Start of Task inputs
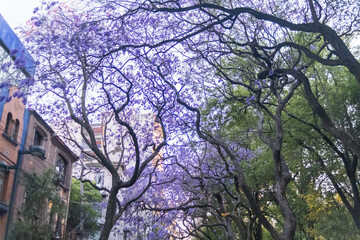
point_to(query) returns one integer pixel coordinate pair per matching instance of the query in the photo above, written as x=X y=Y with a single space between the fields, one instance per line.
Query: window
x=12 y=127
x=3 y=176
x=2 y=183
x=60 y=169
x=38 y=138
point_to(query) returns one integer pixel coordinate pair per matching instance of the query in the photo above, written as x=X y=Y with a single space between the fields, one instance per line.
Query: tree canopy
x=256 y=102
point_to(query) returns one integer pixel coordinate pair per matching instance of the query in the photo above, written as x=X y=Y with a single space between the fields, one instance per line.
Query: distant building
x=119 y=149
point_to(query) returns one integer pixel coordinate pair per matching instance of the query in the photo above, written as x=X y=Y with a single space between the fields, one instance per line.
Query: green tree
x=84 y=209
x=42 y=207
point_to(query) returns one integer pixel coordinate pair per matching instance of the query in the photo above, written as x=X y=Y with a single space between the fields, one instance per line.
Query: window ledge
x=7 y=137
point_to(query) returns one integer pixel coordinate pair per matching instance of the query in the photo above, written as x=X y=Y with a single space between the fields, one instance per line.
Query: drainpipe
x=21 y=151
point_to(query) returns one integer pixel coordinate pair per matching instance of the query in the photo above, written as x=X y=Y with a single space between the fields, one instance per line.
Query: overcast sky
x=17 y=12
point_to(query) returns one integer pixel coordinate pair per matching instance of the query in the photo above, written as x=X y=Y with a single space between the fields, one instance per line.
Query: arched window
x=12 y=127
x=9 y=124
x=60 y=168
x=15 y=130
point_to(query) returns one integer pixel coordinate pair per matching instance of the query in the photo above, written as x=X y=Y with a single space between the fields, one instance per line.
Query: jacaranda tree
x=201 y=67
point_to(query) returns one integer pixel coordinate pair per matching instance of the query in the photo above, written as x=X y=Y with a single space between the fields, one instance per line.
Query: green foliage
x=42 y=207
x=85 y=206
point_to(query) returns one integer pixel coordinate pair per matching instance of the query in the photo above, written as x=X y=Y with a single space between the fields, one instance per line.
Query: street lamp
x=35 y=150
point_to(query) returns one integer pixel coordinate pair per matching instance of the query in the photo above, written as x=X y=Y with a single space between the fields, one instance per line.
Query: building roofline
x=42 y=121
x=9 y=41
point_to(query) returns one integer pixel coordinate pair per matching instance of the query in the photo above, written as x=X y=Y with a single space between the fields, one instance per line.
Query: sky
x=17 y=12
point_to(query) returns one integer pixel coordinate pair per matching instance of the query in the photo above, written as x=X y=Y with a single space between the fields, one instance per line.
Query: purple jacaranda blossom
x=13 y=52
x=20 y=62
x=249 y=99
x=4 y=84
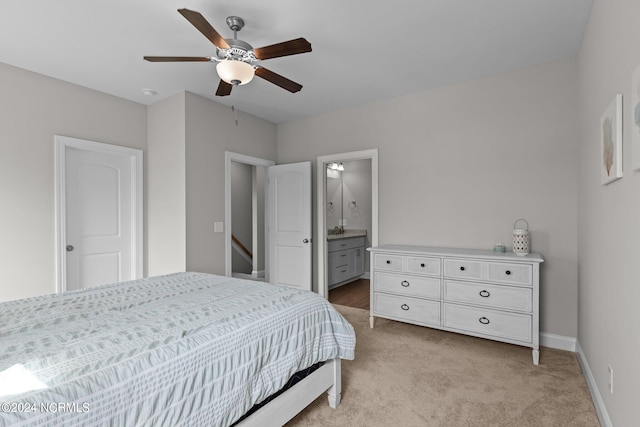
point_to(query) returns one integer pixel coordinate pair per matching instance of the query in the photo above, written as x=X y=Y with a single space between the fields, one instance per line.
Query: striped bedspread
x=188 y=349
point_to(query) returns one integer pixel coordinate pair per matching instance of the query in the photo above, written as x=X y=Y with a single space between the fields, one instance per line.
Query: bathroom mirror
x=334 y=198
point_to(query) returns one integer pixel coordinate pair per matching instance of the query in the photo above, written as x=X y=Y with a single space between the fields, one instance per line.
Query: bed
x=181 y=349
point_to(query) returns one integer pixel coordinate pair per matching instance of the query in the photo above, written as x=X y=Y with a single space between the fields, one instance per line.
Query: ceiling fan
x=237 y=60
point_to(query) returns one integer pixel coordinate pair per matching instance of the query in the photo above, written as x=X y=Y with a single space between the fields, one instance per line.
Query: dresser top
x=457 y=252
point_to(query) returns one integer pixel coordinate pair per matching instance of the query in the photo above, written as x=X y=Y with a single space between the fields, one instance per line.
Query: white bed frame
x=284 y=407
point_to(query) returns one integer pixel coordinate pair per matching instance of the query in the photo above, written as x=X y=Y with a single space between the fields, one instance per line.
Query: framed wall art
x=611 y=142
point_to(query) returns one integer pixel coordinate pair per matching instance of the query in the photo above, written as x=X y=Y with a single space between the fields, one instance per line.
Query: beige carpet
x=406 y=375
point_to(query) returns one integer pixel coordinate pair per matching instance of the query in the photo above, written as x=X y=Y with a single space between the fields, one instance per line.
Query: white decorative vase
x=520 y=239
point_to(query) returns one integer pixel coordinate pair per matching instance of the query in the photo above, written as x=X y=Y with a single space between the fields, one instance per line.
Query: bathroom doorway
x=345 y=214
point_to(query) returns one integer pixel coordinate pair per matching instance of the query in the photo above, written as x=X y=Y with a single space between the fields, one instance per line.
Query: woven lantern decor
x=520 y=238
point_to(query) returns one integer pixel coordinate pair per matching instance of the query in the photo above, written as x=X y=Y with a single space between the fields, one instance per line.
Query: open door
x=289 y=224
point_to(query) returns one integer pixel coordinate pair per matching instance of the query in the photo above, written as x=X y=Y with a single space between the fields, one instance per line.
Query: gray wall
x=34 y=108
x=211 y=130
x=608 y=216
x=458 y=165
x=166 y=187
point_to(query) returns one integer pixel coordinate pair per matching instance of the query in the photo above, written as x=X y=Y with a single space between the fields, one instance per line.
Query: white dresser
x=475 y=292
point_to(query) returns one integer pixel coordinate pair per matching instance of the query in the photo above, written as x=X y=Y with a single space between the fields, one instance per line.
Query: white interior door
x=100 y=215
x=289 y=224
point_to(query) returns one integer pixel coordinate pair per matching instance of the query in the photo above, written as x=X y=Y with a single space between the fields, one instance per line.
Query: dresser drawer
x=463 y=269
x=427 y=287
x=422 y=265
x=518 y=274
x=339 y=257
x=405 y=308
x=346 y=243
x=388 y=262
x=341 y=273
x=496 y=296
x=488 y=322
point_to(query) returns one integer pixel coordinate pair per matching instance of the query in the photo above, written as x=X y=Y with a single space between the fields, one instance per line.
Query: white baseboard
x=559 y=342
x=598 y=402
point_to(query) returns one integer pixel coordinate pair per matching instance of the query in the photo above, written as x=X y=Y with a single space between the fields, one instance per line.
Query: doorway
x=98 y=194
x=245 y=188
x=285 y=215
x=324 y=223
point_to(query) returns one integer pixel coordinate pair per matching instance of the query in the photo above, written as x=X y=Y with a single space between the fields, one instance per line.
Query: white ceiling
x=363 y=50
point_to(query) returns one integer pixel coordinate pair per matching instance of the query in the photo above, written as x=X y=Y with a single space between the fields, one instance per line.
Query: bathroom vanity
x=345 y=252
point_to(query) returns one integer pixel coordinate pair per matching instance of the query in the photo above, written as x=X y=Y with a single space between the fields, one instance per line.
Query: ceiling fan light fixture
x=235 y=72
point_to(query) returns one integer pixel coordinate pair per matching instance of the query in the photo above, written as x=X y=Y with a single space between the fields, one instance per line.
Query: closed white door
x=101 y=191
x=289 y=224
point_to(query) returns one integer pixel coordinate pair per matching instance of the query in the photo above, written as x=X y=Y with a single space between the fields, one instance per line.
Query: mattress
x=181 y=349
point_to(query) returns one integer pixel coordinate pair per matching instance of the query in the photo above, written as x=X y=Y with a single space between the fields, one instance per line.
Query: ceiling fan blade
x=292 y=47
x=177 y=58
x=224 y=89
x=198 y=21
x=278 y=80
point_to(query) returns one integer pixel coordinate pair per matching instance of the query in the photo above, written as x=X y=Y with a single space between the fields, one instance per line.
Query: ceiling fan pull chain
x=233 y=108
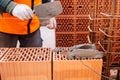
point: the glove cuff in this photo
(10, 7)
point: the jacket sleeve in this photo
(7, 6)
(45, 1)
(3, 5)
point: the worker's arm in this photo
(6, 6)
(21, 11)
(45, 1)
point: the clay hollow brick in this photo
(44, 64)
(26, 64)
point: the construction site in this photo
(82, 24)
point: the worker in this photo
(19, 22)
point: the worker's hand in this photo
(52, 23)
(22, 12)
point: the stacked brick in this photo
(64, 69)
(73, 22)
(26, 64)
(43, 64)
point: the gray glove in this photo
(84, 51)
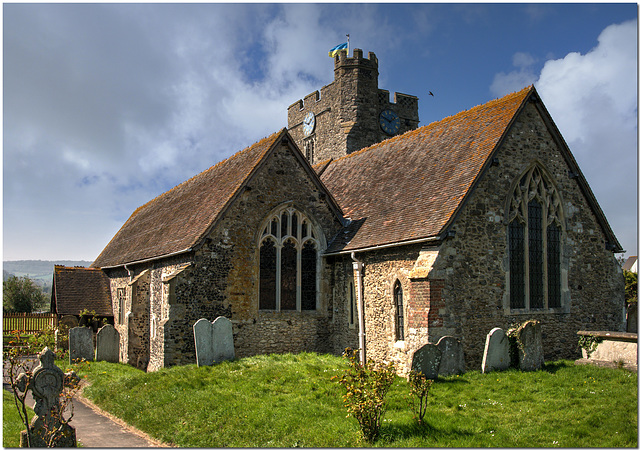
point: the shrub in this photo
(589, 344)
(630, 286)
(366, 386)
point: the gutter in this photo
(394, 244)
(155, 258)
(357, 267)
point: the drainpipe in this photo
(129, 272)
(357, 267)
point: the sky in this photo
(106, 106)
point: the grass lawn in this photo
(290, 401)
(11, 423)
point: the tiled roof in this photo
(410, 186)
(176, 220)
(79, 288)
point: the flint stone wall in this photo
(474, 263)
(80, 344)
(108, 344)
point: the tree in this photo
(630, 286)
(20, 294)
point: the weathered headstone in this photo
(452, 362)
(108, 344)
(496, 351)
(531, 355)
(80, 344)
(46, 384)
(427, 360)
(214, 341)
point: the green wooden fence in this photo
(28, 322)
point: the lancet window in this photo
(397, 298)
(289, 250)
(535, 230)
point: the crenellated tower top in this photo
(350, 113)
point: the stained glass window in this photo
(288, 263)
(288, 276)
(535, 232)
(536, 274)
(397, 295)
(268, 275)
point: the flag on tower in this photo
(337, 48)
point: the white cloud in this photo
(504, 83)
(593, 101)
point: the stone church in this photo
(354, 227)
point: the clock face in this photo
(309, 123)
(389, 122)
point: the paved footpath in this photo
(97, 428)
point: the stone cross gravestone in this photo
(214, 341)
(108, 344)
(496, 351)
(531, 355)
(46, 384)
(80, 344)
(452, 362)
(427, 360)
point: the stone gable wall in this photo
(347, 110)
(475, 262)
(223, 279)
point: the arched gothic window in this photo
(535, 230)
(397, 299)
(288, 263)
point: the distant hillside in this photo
End of Task inputs
_Exercise directions_: Only the lines from the line with "point: the paved footpath in this photo" to the final line of the entries are to be returned, each exactly as written, both ends included.

_Answer for the task_:
point: the paved footpath in this photo
(97, 428)
point: the stone cross gravestone in this photo
(214, 341)
(108, 344)
(496, 351)
(531, 355)
(46, 384)
(80, 344)
(452, 362)
(427, 360)
point: the stone gable wall in this photo
(347, 110)
(475, 262)
(223, 279)
point: the arched gothic window in this photo
(535, 230)
(397, 299)
(288, 263)
point: the distant hillside in this photo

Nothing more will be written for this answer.